Print the data that follows exactly as it stands, from its first line through the line containing "Please point out the red", and stop there.

• Source records:
* * *

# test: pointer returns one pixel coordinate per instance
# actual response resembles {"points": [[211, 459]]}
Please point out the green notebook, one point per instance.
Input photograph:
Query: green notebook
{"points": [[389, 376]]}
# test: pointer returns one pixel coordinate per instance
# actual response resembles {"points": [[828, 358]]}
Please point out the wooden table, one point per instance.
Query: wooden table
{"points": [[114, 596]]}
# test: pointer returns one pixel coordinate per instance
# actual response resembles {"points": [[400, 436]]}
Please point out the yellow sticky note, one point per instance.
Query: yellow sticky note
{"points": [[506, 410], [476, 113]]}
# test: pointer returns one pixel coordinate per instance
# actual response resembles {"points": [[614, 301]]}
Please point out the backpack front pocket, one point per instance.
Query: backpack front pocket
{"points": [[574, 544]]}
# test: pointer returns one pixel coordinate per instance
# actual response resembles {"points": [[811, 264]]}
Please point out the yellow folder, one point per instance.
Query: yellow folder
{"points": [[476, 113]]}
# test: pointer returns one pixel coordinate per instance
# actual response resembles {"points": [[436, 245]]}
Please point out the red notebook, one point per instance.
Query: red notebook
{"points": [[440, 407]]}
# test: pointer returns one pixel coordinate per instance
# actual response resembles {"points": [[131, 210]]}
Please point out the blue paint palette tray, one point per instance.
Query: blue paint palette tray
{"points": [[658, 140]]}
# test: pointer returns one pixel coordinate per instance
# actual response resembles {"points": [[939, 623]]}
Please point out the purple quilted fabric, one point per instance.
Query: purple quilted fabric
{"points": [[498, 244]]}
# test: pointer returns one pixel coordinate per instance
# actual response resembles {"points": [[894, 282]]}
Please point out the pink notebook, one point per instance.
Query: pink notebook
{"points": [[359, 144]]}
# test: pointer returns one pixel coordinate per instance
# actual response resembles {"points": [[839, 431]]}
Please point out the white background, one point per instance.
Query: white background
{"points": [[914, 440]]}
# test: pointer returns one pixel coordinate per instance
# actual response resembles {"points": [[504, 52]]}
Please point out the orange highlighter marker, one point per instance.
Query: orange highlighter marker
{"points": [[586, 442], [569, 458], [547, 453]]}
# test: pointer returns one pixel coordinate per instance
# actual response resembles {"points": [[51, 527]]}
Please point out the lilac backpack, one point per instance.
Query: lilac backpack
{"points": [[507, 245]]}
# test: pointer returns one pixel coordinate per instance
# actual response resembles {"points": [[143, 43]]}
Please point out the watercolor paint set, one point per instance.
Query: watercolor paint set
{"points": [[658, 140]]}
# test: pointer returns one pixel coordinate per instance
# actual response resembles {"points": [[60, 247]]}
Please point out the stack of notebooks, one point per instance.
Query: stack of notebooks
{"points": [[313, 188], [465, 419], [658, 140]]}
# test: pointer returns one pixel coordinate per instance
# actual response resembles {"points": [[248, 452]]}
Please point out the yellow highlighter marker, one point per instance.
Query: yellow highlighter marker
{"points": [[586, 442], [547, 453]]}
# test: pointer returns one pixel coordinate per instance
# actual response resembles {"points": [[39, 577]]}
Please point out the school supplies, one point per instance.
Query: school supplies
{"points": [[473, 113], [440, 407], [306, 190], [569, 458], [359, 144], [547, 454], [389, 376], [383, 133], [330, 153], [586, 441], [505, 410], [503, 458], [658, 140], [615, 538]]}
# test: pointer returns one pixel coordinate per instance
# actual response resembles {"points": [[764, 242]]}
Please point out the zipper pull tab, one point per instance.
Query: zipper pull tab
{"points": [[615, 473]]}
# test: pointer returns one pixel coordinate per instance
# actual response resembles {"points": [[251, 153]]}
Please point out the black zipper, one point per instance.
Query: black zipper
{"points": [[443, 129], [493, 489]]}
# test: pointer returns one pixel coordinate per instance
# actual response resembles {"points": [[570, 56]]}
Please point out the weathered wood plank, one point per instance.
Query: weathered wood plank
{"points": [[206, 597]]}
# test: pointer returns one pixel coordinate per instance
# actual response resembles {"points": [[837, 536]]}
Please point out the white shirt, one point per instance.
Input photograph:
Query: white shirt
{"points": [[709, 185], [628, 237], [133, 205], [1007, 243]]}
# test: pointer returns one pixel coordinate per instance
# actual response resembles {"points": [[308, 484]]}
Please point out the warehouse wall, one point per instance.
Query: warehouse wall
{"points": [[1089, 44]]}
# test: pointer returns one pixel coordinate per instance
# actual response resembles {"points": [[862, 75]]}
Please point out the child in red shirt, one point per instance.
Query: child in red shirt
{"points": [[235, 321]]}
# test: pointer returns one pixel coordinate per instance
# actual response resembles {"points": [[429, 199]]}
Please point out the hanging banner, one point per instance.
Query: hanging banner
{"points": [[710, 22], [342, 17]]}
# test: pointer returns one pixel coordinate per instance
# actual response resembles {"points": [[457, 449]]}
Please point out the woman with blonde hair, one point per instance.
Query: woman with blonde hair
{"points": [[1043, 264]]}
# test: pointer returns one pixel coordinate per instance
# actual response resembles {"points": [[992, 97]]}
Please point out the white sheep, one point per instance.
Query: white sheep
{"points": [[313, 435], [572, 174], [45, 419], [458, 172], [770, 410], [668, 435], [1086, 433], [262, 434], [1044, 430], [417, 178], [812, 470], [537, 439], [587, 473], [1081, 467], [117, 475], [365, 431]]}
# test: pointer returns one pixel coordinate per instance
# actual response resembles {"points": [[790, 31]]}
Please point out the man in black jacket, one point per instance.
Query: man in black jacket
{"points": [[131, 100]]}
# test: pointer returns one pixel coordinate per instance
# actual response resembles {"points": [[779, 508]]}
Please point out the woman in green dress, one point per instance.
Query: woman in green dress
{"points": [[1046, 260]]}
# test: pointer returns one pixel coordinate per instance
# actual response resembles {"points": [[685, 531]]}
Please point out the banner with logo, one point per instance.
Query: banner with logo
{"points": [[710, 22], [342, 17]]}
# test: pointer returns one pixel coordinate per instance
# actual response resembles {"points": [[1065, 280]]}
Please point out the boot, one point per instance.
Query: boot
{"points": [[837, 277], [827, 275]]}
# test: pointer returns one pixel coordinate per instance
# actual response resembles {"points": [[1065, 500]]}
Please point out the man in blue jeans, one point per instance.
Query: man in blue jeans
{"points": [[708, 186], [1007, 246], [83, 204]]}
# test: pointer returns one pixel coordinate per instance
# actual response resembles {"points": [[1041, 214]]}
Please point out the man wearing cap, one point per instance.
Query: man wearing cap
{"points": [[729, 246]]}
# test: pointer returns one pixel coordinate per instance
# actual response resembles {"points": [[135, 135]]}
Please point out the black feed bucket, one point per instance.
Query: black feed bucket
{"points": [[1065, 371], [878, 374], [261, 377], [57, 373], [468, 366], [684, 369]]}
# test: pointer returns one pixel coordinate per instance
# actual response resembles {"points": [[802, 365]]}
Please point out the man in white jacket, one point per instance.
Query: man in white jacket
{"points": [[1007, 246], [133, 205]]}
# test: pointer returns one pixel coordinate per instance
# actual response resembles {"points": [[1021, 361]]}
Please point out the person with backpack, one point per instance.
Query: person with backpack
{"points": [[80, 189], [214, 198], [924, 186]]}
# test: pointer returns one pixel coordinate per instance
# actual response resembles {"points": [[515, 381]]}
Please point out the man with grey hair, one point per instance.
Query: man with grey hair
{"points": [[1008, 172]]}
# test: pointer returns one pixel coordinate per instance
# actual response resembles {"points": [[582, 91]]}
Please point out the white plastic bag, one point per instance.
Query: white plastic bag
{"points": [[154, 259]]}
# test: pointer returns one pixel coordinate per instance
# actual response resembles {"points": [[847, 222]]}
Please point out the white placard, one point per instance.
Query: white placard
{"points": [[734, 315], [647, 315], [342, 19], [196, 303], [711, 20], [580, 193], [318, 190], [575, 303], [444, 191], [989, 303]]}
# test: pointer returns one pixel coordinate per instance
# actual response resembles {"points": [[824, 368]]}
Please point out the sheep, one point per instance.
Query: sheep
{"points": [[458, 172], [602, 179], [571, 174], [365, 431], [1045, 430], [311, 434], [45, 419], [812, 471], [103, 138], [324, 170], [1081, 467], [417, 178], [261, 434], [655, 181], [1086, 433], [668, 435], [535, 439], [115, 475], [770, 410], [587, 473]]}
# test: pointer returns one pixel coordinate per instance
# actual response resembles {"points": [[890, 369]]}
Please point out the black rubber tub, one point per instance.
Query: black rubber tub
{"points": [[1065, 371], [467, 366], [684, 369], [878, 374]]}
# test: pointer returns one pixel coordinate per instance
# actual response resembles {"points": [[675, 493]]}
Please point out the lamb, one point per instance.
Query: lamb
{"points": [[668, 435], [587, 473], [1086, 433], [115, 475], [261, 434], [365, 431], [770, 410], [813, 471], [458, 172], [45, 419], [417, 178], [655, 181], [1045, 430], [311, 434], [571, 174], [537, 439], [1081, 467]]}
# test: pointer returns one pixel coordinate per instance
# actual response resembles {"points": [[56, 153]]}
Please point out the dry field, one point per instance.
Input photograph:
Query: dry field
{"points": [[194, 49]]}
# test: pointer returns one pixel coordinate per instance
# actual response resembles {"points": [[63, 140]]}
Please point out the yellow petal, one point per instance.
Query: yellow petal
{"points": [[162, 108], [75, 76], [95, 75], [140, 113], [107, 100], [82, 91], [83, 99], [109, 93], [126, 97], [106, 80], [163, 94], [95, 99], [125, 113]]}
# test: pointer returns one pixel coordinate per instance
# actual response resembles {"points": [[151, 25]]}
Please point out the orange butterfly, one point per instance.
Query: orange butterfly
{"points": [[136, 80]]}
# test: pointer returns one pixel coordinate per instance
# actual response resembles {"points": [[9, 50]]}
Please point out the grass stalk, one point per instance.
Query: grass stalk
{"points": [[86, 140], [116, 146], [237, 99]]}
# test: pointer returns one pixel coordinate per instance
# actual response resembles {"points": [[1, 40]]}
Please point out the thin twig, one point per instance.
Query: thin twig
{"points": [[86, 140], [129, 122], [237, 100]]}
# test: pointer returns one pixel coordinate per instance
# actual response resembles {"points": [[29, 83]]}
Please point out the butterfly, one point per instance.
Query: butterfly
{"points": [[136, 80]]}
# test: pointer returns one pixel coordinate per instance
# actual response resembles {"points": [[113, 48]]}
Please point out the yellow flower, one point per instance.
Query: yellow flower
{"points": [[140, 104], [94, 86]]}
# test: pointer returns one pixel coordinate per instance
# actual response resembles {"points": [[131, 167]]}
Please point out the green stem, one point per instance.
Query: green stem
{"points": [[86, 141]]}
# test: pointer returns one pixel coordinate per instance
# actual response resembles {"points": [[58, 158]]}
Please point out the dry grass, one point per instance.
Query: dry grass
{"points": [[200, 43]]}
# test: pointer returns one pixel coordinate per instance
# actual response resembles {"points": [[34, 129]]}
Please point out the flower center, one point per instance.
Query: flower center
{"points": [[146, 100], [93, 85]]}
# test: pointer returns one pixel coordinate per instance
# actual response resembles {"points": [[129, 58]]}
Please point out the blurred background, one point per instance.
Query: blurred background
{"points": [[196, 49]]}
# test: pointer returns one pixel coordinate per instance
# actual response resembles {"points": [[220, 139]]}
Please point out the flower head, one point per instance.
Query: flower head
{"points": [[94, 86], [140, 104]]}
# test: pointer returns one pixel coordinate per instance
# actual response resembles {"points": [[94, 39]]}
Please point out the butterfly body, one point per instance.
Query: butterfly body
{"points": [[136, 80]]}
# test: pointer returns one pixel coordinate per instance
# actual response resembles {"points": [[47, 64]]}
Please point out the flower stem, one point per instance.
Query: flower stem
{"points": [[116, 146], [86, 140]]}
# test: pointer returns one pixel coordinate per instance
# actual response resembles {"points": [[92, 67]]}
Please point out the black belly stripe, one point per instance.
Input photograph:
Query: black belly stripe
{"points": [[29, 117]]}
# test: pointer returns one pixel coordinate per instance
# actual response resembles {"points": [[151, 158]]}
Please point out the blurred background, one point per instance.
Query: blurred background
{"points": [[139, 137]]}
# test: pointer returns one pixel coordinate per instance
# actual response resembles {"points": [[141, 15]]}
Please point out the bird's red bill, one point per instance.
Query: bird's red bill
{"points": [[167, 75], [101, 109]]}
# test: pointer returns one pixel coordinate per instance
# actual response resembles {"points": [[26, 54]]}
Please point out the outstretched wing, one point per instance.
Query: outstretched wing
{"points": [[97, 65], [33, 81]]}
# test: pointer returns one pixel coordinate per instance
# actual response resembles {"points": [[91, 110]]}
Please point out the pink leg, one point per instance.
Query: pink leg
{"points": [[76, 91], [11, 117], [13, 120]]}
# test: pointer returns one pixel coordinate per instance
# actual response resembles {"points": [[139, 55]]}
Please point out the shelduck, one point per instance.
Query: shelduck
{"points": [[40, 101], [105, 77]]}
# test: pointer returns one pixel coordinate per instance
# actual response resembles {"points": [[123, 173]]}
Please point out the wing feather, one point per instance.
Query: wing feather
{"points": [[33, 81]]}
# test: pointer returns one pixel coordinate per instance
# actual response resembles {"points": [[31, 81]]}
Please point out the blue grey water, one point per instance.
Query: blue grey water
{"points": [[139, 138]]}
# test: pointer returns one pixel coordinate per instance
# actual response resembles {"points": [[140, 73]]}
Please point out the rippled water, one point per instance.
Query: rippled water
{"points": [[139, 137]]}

* * *

• Final answer:
# test: pointer returns one pixel coordinate per instance
# actual response resembles {"points": [[211, 459]]}
Please point out the green notebook, one point per instance.
Input photograph:
Query: green notebook
{"points": [[389, 376]]}
# test: pointer returns one pixel coordinate per instance
# actual response resembles {"points": [[828, 358]]}
Please point out the wooden table, one point per instance.
Query: wooden table
{"points": [[114, 596]]}
# test: pointer returns one pixel coordinate per instance
# actual response resembles {"points": [[400, 436]]}
Please point out the yellow sticky note, one point per instance.
Query: yellow sticky note
{"points": [[506, 410], [476, 113]]}
# test: pointer returns one pixel coordinate per instance
# actual response resembles {"points": [[614, 301]]}
Please point out the backpack front pocket, one point per instance.
Query: backpack front pocket
{"points": [[574, 544]]}
# test: pointer returns one pixel coordinate per instance
# actual response resembles {"points": [[811, 264]]}
Please point out the yellow folder, one point per instance.
Query: yellow folder
{"points": [[476, 113]]}
# test: pointer returns one pixel coordinate per instance
# actual response resembles {"points": [[436, 245]]}
Please point out the red notebook, one point per instance.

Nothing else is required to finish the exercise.